> Apply what you read
A. Answer these questions about the "Climate Breakdown" article, one answer per line, marked (i), (ii), (iii) like the questions:
(i) On what date was the article published?
(ii) Which organization says the weather-related cataclysms of July and August fit patterns predicted by climate scientists?
(iii) What position does Peter Stott hold?
B. Reproduce the "Climate Breakdown" article from "August 13, 2010" up to and including "already under way.", swapping "Iowa" for "Missouri".
C. Extend the "Climate Breakdown" news article on the summer's extreme weather, continuing from its last sentence.

### Excerpt provided

Climate Breakdown

Floods, fires, melting ice and feverish heat: The planet seems to be having a midsummer breakdown

August 13, 2010 RSS Feed Print

By Charles J. Hanley, Associated Press

NEW YORK (AP)—Floods, fires, melting ice and feverish heat: From smoke-choked Moscow to water-soaked Iowa and the High Arctic, the planet seems to be having a midsummer breakdown. It's not just a portent of things to come, scientists say, but a sign of troubling climate change already under way.

The weather-related cataclysms of July and August fit patterns predicted by climate scientists, the Geneva-based World Meteorological Organization says—although those scientists always shy from tying individual disasters directly to global warming.

The experts now see an urgent need for better ways to forecast extreme events like Russia's heat wave and wildfires and the record deluge devastating Pakistan. They'll discuss such tools in meetings this month and next in Europe and America, under United Nations, U.S. and British government sponsorship.

"There is no time to waste," because societies must be equipped to deal with global warming, says British government climatologist Peter Stott.

######
### Excerpted records

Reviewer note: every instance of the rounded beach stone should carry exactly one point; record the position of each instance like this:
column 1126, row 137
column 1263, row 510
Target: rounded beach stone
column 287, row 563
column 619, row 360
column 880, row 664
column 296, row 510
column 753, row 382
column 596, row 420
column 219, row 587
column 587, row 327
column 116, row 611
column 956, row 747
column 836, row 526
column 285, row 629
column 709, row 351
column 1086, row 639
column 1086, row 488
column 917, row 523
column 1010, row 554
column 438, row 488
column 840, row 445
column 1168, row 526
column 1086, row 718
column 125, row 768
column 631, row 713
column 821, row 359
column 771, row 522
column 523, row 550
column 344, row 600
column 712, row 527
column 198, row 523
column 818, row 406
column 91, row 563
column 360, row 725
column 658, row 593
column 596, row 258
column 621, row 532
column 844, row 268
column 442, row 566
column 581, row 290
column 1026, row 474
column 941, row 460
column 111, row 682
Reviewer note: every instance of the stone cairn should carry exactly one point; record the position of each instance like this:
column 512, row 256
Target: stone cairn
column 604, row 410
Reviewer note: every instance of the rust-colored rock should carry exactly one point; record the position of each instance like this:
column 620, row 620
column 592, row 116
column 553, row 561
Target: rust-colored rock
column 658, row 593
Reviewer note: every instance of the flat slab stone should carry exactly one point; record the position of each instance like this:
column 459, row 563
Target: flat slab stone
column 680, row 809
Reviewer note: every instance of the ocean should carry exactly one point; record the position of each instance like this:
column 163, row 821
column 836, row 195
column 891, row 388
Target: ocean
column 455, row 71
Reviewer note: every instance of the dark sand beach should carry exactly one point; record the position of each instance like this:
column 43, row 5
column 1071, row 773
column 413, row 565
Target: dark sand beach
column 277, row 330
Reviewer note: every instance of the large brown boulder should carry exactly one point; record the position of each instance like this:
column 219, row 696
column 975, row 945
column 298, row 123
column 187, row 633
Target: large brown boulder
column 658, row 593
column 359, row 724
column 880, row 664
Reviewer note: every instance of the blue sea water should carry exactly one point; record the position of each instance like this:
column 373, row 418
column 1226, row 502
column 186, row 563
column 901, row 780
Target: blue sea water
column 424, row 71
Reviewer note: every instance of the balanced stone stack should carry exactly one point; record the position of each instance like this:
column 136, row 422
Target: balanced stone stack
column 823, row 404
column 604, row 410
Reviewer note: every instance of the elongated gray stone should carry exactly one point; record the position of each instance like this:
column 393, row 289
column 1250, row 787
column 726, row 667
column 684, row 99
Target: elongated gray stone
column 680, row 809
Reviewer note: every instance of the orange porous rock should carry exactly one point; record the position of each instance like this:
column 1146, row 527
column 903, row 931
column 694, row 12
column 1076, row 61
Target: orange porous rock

######

> Results of the exercise
A.
(i) August 13, 2010
(ii) The Geneva-based World Meteorological Organization
(iii) British government climatologist

B.
August 13, 2010 RSS Feed Print

By Charles J. Hanley, Associated Press

NEW YORK (AP)—Floods, fires, melting ice and feverish heat: From smoke-choked Moscow to water-soaked Missouri and the High Arctic, the planet seems to be having a midsummer breakdown. It's not just a portent of things to come, scientists say, but a sign of troubling climate change already under way.

C.
He said modelers of climate systems are "very keen" to develop supercomputer modeling that would enable more detailed linking of cause and effect as a warming world shifts jet streams and other atmospheric currents. Those changes can wreak weather havoc.

The U.N.'s network of climate scientists—the Intergovernmental Panel on Climate Change (IPCC)—has long predicted that rising global temperatures would produce more frequent and intense heat waves, and more intense rainfalls. In its latest assessment, in 2007, the Nobel Prize-winning panel went beyond that. It said these trends "have already been observed," in an increase in heat waves since 1950, for example.

Still, climatologists generally refrain from blaming warming for this drought or that flood, since so many other factors also affect the day's weather.

Stott and NASA's Gavin Schmidt, at the Goddard Institute of Space Studies in New York, said it's better to think in terms of odds: Warming might double the chances for heat waves, for example. "That is exactly what's happening," Schmidt said, "a lot more warm extremes and less cold extremes."

The WMO pointed out that this summer's events fit the international scientists' projections of "more frequent and more intense extreme weather events due to global warming."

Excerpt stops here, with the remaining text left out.